# EXERCISE BRIEF
Identify each line in the items below that contains the word "blue", and copy every such line.

(Labeled area outline entries)
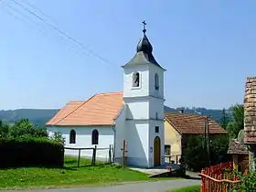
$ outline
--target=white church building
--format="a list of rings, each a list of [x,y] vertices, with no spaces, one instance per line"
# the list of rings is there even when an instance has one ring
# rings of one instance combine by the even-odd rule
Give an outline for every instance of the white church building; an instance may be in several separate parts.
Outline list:
[[[153,47],[144,29],[135,56],[123,69],[123,90],[99,93],[87,101],[70,101],[47,123],[49,134],[60,133],[66,147],[113,146],[114,161],[123,159],[126,142],[126,164],[154,167],[165,164],[164,72],[155,59]],[[65,150],[65,155],[76,155]],[[91,156],[91,151],[81,151]],[[108,151],[97,151],[105,158]]]

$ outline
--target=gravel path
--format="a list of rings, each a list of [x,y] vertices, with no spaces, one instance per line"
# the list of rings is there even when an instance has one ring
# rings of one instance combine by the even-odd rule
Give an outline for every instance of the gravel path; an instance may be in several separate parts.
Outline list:
[[[200,180],[194,179],[172,179],[168,181],[165,180],[155,182],[133,183],[101,187],[38,189],[27,190],[26,192],[165,192],[168,189],[176,189],[183,187],[200,185]],[[14,191],[8,190],[5,192]]]

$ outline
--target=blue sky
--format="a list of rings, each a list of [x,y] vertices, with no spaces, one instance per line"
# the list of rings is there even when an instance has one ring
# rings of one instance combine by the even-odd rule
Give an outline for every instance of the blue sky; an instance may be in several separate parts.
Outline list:
[[[121,91],[120,66],[133,57],[144,19],[154,55],[167,69],[166,105],[241,103],[246,77],[256,76],[253,0],[16,1],[112,64],[13,0],[0,0],[0,110],[60,108],[96,92]]]

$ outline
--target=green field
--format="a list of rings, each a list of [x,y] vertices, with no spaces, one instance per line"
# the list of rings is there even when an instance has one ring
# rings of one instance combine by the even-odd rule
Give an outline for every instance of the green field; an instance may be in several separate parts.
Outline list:
[[[65,167],[61,169],[0,169],[0,189],[101,186],[143,180],[156,179],[149,178],[146,174],[99,162],[95,166],[91,166],[91,160],[88,159],[80,159],[80,167],[78,168],[77,160],[71,157],[65,158]]]

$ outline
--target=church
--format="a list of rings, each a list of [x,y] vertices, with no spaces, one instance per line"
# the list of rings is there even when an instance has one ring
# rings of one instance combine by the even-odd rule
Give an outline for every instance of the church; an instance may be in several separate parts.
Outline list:
[[[144,23],[145,25],[145,23]],[[140,167],[165,165],[164,73],[153,56],[153,47],[144,27],[134,57],[123,69],[120,92],[99,93],[87,101],[66,104],[46,127],[49,134],[59,132],[66,147],[113,147],[113,158],[123,159],[126,143],[126,164]],[[65,155],[77,155],[76,150]],[[81,151],[91,156],[91,152]],[[108,151],[97,151],[105,158]]]

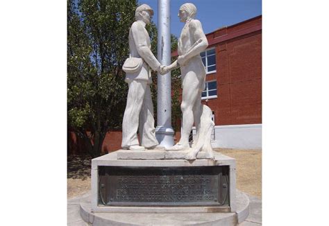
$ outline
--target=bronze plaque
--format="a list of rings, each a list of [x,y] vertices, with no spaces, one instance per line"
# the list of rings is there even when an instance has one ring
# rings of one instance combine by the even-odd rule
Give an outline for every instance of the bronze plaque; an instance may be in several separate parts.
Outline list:
[[[228,166],[99,166],[99,205],[229,206]]]

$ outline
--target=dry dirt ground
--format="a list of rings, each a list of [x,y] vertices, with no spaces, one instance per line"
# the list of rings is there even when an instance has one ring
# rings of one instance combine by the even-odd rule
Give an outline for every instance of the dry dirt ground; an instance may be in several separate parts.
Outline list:
[[[250,195],[262,198],[262,150],[215,149],[237,161],[237,187]],[[67,198],[90,190],[91,157],[67,157]]]

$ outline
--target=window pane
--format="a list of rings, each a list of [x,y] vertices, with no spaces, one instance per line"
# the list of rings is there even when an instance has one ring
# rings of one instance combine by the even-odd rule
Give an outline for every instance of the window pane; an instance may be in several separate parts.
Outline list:
[[[216,65],[208,67],[208,71],[212,71],[216,70]]]
[[[203,89],[203,91],[205,91],[206,88],[207,88],[207,82],[205,83],[205,88]]]
[[[217,82],[216,81],[208,82],[208,89],[209,90],[216,89],[217,88]]]
[[[202,59],[202,62],[203,63],[203,66],[205,67],[205,58],[201,58]]]
[[[209,96],[216,96],[216,95],[217,95],[217,90],[212,90],[209,92]]]
[[[214,55],[210,55],[208,58],[208,65],[213,65],[216,64],[216,57]]]
[[[214,54],[214,49],[208,50],[207,51],[207,55]]]

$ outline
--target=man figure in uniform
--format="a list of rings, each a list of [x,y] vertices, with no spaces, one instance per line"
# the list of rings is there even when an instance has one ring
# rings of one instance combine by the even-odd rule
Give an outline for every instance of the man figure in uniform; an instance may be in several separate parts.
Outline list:
[[[151,22],[152,8],[146,4],[136,9],[135,21],[129,31],[131,58],[142,58],[142,66],[137,72],[126,73],[125,81],[129,85],[127,105],[122,123],[124,149],[144,150],[163,148],[155,138],[153,107],[151,96],[151,69],[160,71],[163,68],[151,51],[151,41],[145,25]],[[137,135],[140,132],[140,146]]]

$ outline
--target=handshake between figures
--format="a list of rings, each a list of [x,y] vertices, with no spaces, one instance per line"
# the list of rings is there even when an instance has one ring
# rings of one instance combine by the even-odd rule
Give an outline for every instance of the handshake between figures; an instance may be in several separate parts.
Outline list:
[[[163,76],[167,73],[168,72],[169,72],[170,71],[171,71],[172,69],[177,68],[178,67],[177,66],[178,66],[177,61],[175,61],[174,62],[173,62],[169,66],[161,65],[160,66],[158,72],[160,73],[160,75]]]
[[[160,75],[163,76],[167,73],[169,71],[168,67],[164,66],[164,65],[161,65],[160,67],[160,71],[159,73]]]

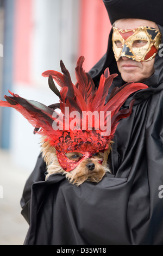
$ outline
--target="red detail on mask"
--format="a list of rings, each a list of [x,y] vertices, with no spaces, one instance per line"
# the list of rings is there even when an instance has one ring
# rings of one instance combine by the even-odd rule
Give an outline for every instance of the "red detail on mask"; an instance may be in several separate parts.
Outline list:
[[[73,152],[69,151],[68,153]],[[62,168],[66,172],[71,172],[76,167],[77,167],[82,161],[84,159],[87,159],[88,158],[92,158],[92,154],[93,153],[92,152],[83,152],[81,151],[76,151],[79,152],[82,154],[83,156],[81,156],[79,159],[77,161],[71,160],[70,160],[66,155],[64,152],[59,152],[56,151],[57,156],[58,158],[58,162],[59,162],[60,165],[61,166]],[[101,164],[102,164],[103,160],[98,161],[98,163]]]

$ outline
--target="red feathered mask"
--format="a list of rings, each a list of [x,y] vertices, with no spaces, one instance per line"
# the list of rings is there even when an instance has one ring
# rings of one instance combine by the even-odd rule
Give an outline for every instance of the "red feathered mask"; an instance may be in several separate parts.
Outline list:
[[[133,101],[128,109],[120,108],[130,94],[148,87],[140,83],[128,83],[115,88],[106,102],[109,88],[117,75],[110,75],[107,68],[97,89],[82,67],[84,60],[81,56],[77,62],[75,85],[61,60],[62,74],[53,70],[42,74],[48,77],[49,86],[59,96],[59,103],[47,107],[10,92],[12,96],[5,95],[7,101],[0,101],[0,106],[11,107],[20,112],[35,127],[34,133],[46,136],[46,140],[55,148],[58,161],[67,172],[73,170],[83,159],[91,157],[93,153],[108,149],[118,121],[131,113]],[[53,80],[61,88],[60,91]],[[78,162],[71,163],[65,155],[67,152],[80,152],[83,156]]]

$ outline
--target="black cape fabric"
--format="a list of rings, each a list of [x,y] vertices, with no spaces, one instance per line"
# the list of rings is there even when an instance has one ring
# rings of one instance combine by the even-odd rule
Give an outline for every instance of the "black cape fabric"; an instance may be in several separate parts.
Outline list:
[[[110,39],[107,53],[90,71],[97,84],[106,66],[117,72]],[[135,99],[131,114],[116,131],[108,160],[112,174],[79,187],[59,174],[45,181],[39,156],[21,199],[29,223],[24,245],[163,245],[162,69],[163,57],[157,55],[155,72],[144,82],[149,88],[123,106]],[[111,90],[123,83],[119,76]]]

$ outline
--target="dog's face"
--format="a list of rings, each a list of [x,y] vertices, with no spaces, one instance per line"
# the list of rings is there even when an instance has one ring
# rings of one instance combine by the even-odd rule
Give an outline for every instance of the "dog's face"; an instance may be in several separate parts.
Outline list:
[[[66,155],[74,162],[82,157],[82,154],[78,152],[67,153]],[[106,173],[108,156],[106,151],[92,154],[91,158],[84,159],[73,170],[67,173],[68,179],[78,186],[85,181],[100,181]]]
[[[66,172],[59,163],[54,148],[52,147],[47,142],[42,145],[43,157],[47,165],[48,175],[55,173],[61,173],[66,175],[68,181],[79,186],[84,181],[98,182],[104,176],[106,172],[110,170],[107,166],[108,155],[111,150],[110,148],[104,153],[97,152],[91,154],[91,157],[84,158],[83,154],[79,152],[70,152],[64,154],[65,163],[67,160],[76,167],[70,172]],[[82,160],[81,160],[82,159]],[[64,161],[64,159],[63,160]]]

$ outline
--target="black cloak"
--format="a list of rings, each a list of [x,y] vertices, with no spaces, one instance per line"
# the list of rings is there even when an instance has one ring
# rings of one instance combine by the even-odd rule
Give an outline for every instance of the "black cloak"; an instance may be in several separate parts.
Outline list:
[[[104,2],[109,8],[109,2],[139,1]],[[162,20],[157,23],[163,35]],[[118,72],[111,34],[106,54],[90,72],[97,84],[106,66]],[[144,82],[149,88],[132,94],[123,106],[136,99],[131,114],[116,131],[108,160],[112,174],[79,187],[59,174],[45,181],[46,164],[39,156],[21,199],[29,223],[24,245],[163,245],[163,58],[158,54],[154,67]],[[118,76],[111,90],[123,83]]]

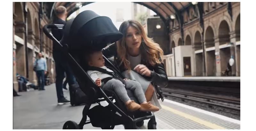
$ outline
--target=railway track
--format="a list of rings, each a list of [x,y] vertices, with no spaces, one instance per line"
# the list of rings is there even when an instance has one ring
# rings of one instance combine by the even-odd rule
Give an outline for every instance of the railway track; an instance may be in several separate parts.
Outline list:
[[[162,89],[163,94],[165,96],[179,98],[220,107],[240,111],[240,99],[184,90],[178,90],[170,89]],[[232,104],[236,106],[229,105]]]

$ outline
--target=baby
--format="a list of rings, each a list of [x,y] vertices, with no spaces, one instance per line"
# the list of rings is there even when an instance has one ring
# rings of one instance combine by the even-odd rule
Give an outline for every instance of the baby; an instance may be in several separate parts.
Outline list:
[[[139,82],[116,76],[113,71],[105,66],[103,55],[100,51],[91,51],[85,56],[89,66],[87,73],[97,86],[103,90],[111,89],[114,91],[123,102],[127,110],[133,112],[138,110],[142,112],[156,112],[159,108],[149,102],[147,102],[141,86]],[[101,82],[103,84],[102,85]],[[140,104],[131,100],[126,89],[133,92]]]

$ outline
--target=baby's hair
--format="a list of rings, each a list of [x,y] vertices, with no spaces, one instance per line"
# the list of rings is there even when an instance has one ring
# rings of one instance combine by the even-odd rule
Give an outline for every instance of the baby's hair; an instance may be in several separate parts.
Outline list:
[[[100,49],[90,49],[90,50],[87,50],[85,51],[84,57],[87,62],[90,61],[92,54],[93,53],[98,51],[101,51],[101,50]]]

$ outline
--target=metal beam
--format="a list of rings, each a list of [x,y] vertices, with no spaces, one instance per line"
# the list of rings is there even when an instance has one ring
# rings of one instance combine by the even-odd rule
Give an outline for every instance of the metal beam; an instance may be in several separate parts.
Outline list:
[[[178,16],[178,19],[180,22],[180,32],[181,35],[181,41],[183,45],[184,45],[184,32],[183,30],[183,25],[184,24],[184,22],[183,20],[183,17],[181,15],[180,11],[177,9],[171,2],[167,2],[168,4],[170,5],[176,12],[176,14]]]
[[[166,21],[166,19],[161,14],[159,13],[154,8],[153,8],[148,6],[148,5],[145,4],[143,2],[133,2],[134,3],[138,4],[140,4],[141,5],[142,5],[147,8],[152,10],[153,12],[155,12],[156,14],[158,15],[160,17],[161,19],[163,20],[163,21],[164,22],[164,25],[165,26],[165,27],[166,27],[166,29],[168,29],[168,31],[169,32],[169,24],[168,23],[167,23],[167,21]]]
[[[232,21],[233,19],[232,17],[233,15],[232,14],[232,5],[231,5],[231,2],[228,2],[228,12],[229,14],[230,17],[231,17],[231,21]]]

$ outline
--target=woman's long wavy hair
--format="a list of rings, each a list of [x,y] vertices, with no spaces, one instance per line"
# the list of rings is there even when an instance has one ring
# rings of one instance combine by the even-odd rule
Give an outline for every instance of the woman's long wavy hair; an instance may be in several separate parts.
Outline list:
[[[142,58],[145,58],[147,63],[152,66],[155,66],[156,63],[161,64],[164,55],[163,50],[158,44],[154,42],[152,38],[147,36],[140,24],[136,21],[129,20],[123,22],[119,28],[119,31],[123,34],[123,38],[117,42],[117,53],[121,60],[120,64],[124,63],[126,69],[131,69],[128,59],[128,47],[125,43],[127,29],[130,26],[137,29],[142,37],[140,47]]]

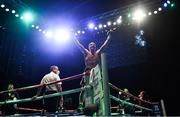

# COMPLETED TASK
--target=blue sky
Give an outline for every instance of the blue sky; an instance may be in several separate parts.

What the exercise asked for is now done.